Peskoff v. Faber, 2008 WL 2649506 (D.D.C. July 7, 2008).
This is a decision by one of my favorite e-discovery magistrates, Judge John M. Facciola (shown right). He found that the producing party, the Defendant, failed to comply with discovery requests because there were significant gaps in the production. The gaps were explained, in part, by the fact Defendant “failed to deactivate network maintenance tools that automatically delete electronically stored information.” Id. at *4. Other omissions were never explained, due in part to the fact that Defendant failed to appear at the evidentiary hearing (never a good idea). This suggested intentional, or at least negligent, omissions in collection or production of relevant ESI.

As a result of Defendant’s failures, Plaintiff asked the court for permission to conduct a forensic examination of Defendant’s hard drive, and for Defendant to pay for it. Judge Facciola recognized that a forensic exam requests inaccessible information and thus made a full analysis under Rule 26(b)(2)(B). It provides a text book example on how the rule should be applied, except for a dicta statement that only the production of inaccessible data is subject to cost-shifting, citing to OpenTV v. Liberate Techs., 219 F.R.D. 474, 476 (N.D.Cal.2003). Id. at *2. In my opinion, that is only true if you are doing a 26(b)(2)(B) analysis to begin with. Otherwise, there are many other factual situations and other legal authority for shifting costs for accessible ESI. It certainly would not be wise to only employ cost shifting protection to requests for production of inaccessible data. See Eg.: Garrie & Armstrong, Electronic Discovery and the Challenge Posed by the Sarbanes-Oxley Act, 2005 UCLA JL&Tech 2.

* REQUIREMENT:
Answer these questions from the case note above:
1. Which judge decided Peskoff v. Faber?
2. What did the Defendant fail to deactivate?
3. Under which rule did the judge analyze the request for a forensic examination?

* EXTRACTED DATA:
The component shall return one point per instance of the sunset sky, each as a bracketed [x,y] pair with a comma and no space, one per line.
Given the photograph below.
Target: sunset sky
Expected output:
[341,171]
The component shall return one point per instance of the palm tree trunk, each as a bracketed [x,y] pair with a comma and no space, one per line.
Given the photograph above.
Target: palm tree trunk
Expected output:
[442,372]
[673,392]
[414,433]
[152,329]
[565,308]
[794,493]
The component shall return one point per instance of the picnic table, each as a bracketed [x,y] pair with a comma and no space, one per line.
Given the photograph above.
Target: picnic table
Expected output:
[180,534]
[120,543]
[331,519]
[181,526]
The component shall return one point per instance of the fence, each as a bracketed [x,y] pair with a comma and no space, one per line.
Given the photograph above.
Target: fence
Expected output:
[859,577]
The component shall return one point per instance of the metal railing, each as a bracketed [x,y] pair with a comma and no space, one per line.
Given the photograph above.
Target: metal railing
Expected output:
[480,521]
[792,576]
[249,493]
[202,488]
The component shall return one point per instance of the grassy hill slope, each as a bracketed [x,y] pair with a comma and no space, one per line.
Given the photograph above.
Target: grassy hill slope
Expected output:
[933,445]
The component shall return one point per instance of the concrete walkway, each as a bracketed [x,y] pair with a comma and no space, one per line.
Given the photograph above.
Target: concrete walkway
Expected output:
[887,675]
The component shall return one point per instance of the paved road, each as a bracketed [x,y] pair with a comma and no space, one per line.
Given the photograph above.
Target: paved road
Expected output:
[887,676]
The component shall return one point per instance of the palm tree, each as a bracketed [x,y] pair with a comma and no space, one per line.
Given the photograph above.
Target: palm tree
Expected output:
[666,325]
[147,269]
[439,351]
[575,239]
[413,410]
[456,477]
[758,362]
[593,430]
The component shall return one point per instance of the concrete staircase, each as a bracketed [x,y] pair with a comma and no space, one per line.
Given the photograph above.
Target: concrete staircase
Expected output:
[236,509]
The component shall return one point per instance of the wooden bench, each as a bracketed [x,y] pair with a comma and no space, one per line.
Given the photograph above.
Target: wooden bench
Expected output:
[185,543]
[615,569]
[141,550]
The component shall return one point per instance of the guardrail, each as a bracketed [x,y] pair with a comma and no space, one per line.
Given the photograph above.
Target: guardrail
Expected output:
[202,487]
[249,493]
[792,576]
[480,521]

* TASK OUTPUT:
1. Judge John M. Facciola.
2. Network maintenance tools that automatically delete electronically stored information.
3. Rule 26(b)(2)(B).